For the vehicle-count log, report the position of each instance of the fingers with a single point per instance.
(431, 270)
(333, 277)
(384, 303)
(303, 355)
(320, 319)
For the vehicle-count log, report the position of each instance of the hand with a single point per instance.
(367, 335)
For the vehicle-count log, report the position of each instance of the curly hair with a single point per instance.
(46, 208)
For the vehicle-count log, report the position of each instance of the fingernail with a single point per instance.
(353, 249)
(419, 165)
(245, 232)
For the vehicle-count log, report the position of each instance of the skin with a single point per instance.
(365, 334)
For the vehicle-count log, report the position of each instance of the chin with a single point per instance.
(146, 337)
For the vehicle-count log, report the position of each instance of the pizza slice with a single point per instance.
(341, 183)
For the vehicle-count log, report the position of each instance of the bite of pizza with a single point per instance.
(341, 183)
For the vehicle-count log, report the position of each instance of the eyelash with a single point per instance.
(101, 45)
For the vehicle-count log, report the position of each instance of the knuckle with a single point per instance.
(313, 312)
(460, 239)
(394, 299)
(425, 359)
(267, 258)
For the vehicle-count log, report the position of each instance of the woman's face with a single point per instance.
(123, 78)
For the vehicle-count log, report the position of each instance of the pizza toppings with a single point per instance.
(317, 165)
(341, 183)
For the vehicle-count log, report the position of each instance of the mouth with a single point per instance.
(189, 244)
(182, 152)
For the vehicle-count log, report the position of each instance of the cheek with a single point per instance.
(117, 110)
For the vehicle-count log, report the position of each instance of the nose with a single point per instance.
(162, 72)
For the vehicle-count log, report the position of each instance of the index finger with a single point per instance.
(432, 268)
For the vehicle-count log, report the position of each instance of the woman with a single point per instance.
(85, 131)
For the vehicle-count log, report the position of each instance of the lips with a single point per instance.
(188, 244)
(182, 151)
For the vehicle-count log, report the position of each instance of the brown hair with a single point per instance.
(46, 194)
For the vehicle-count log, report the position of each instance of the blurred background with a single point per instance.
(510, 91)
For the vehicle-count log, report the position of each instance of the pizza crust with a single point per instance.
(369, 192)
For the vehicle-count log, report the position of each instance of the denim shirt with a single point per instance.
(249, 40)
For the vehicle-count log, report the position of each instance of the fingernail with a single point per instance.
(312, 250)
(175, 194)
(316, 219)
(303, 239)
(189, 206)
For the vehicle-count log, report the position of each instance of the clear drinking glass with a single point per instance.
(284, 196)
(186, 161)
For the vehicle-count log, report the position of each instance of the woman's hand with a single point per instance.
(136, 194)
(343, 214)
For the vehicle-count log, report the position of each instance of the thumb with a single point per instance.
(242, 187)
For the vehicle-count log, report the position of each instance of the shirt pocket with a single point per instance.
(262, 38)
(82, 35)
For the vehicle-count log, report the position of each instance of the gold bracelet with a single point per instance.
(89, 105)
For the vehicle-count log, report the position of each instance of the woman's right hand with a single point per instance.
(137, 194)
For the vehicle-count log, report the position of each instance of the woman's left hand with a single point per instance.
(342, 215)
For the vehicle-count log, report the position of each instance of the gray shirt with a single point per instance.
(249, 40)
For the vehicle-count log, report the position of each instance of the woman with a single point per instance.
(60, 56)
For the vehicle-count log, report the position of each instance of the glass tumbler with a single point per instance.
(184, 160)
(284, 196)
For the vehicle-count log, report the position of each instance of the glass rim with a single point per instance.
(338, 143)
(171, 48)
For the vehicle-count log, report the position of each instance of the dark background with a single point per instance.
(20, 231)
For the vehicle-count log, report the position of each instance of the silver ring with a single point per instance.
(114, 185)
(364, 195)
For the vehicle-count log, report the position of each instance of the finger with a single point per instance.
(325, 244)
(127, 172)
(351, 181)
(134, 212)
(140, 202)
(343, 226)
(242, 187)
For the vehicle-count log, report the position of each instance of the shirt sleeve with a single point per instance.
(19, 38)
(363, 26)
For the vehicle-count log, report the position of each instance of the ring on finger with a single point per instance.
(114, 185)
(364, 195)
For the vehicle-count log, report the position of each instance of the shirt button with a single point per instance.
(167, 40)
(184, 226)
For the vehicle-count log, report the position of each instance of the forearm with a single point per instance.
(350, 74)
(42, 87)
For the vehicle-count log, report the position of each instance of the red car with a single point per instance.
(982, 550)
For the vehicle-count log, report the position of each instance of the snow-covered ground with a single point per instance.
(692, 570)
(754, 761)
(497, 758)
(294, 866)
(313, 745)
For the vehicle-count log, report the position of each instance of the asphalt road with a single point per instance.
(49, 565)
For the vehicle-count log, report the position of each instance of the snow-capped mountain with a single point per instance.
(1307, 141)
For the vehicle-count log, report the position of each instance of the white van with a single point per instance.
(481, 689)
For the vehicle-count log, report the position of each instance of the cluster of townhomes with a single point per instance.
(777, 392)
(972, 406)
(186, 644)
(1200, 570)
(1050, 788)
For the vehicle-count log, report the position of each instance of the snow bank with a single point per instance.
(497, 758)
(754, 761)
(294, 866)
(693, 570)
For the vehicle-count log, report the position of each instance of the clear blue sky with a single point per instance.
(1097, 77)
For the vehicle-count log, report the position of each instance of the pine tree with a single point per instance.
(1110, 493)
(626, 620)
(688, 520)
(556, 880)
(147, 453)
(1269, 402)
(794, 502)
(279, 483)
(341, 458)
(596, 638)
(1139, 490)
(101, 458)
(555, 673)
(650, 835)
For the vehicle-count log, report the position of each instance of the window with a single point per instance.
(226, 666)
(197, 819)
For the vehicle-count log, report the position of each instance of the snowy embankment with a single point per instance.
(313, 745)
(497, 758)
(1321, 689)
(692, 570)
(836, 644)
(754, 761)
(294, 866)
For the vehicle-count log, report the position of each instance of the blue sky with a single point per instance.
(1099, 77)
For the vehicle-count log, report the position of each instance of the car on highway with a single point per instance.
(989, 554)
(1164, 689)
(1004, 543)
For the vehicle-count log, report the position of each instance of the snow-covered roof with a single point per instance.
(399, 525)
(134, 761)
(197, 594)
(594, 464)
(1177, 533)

---+---

> **STATED GOAL**
Without leaving anything out, give the entries again exactly.

> **ANSWER FOR THE TASK**
For the vehicle-count log, report the position of each instance of the fingers with a single point per instance.
(431, 270)
(333, 277)
(384, 303)
(303, 355)
(320, 319)
For the vehicle-count log, report the position of each instance of the hand with a single point per instance.
(367, 335)
For the vehicle-count log, report the position of each instance of the curly hair with a single point per instance.
(46, 208)
For the vehicle-count log, report the position of each instance of the fingernail with a single point per instance.
(353, 249)
(419, 165)
(245, 232)
For the vehicle-count log, report the position of each instance of the skin with a single point per instance.
(365, 334)
For the vehicle-count log, report the position of each instance of the chin with a single point per instance.
(146, 337)
For the vehicle-count log, report the position of each instance of the pizza slice with a single point per instance.
(341, 183)
For the vehicle-count log, report the position of each instance of the bite of pizza with a single point per instance.
(341, 183)
For the vehicle-count log, report the position of each instance of the eyelash with a single point per instance.
(101, 45)
For the vehicle-count log, report the position of each instance of the knuckle with a single point per instance.
(313, 312)
(460, 239)
(394, 299)
(425, 359)
(267, 258)
For the vehicle-count log, report the position of each instance of the woman's face with a single point per instance.
(123, 78)
For the vehicle-count log, report the position of each instance of the pizza toppings with a single point per instance.
(317, 165)
(341, 183)
For the vehicle-count log, report the position of each instance of the mouth with a single point per instance.
(189, 244)
(182, 152)
For the vehicle-count log, report the position of each instance of the cheek with a single point per instance.
(117, 110)
For the vehicle-count log, report the position of each instance of the nose with a single point per instance.
(162, 72)
For the vehicle-count log, report the position of each instance of the index finger with a single point per instance.
(432, 268)
For the vehicle-count log, report the position of each instance of the woman with a single point per instance.
(85, 131)
For the vehicle-count log, report the position of each instance of the lips with a single point per instance.
(188, 244)
(182, 151)
For the vehicle-count log, report the position of each instance of the brown hair with a single point per instance.
(46, 194)
For the vehicle-count log, report the position of each instance of the blurred background with a single point per instance.
(510, 91)
For the vehicle-count log, report the position of each instance of the pizza crust with a single point per instance.
(369, 192)
For the vehicle-count log, report the position of each instance of the denim shirt with a single point per instance.
(249, 40)
For the vehicle-count log, report the position of each instance of the fingernail with a single point per instance.
(312, 250)
(175, 194)
(316, 219)
(303, 239)
(189, 206)
For the vehicle-count log, report the position of each instance of the clear drinking glass with a single point per instance.
(284, 196)
(186, 161)
For the vehicle-count log, report the position of each instance of the woman's hand with a single point per instance.
(136, 194)
(343, 214)
For the vehicle-count log, report the position of each instance of the thumb with a single point per instance.
(242, 187)
For the vehicle-count log, report the position of each instance of the shirt pocket with a single point per instance.
(262, 38)
(82, 35)
For the vehicle-count log, report the position of each instance of the gold bracelet with a single point per instance.
(89, 105)
For the vehicle-count log, report the position of each instance of the woman's right hand with a single point per instance.
(137, 194)
For the vehicle-count log, report the position of each instance of the woman's left hand with a single point per instance.
(342, 215)
For the vehicle-count log, report the position of each instance of the gray shirt with a single point per instance.
(249, 40)
For the vehicle-count log, report the position of each instance of the woman with a single point per instance.
(60, 56)
For the vehicle-count log, report the position of each instance of the glass tumbler with a single point per instance.
(184, 160)
(284, 196)
For the vehicle-count log, report the position of each instance of the glass rim with a single point per instance.
(338, 143)
(171, 48)
For the vehicle-count log, report the position of each instance of the dark background with a single point per instance.
(20, 231)
For the vehicle-count log, report the position of each instance of the silver ring with a single point per instance.
(114, 185)
(364, 195)
For the vehicle-count log, report the position of each instance of the finger with a single point per instance.
(325, 244)
(127, 172)
(351, 181)
(134, 212)
(140, 202)
(343, 226)
(242, 187)
For the vehicle-count log, report the position of each instance of the shirt sleeve with a single point per instance.
(19, 38)
(363, 26)
For the vehicle-count log, report the position of each instance of the ring on finger with a single point per instance.
(114, 185)
(364, 195)
For the vehicle-count log, report the position of each instance of the shirt button with a single point per instance.
(167, 40)
(184, 226)
For the vehicle-count log, report the position of each instance of the forearm with a single point per instance.
(350, 74)
(42, 87)
For the vehicle-count log, report the position of each instance of the red car with a single point per instance.
(982, 550)
For the vehicle-count log, report the position of each instance of the snow-covered ground with a single point per instance.
(692, 570)
(754, 761)
(497, 758)
(294, 866)
(313, 745)
For the vehicle-count log, report the position of each instance of the asphalt road with a single point per instance.
(49, 565)
For the vehicle-count log, report the position of each instance of the snow-capped mountain with a single point per instance.
(1307, 141)
For the vehicle-count log, report the position of each instance of the white van with a single point per instance.
(481, 689)
For the vehicle-count log, report the position of each instance of the cluster of townhomes with a single point per instance.
(777, 392)
(972, 406)
(186, 644)
(1200, 570)
(1050, 788)
For the vehicle-count log, report the position of each instance of the snow bank with a single point per instance.
(497, 758)
(754, 761)
(294, 866)
(693, 570)
For the vehicle-count log, report the position of each instance of the clear blue sky with a single point per instance.
(1097, 77)
For the vehicle-count log, report the position of each instance of the pine tree with a single point per instance.
(1110, 493)
(626, 620)
(688, 520)
(556, 880)
(147, 453)
(1269, 402)
(794, 502)
(279, 483)
(341, 458)
(596, 638)
(1139, 490)
(101, 458)
(555, 673)
(650, 835)
For the vehicle-count log, report the position of each instance of the window with a single point per instance.
(226, 666)
(197, 819)
For the vehicle-count log, report the position of each instance of the snowy embankment with a single point per instance.
(313, 745)
(497, 758)
(1321, 689)
(692, 570)
(836, 644)
(754, 761)
(294, 866)
For the vehicle-count log, report the position of each instance of the blue sky with a single point per instance.
(1099, 77)
For the vehicle-count log, report the position of each instance of the car on highway with a single point per instance.
(989, 554)
(1164, 689)
(1004, 543)
For the vehicle-count log, report the position of each instance of the snow-covered roof with a single point per instance.
(399, 525)
(134, 761)
(197, 594)
(594, 464)
(1177, 533)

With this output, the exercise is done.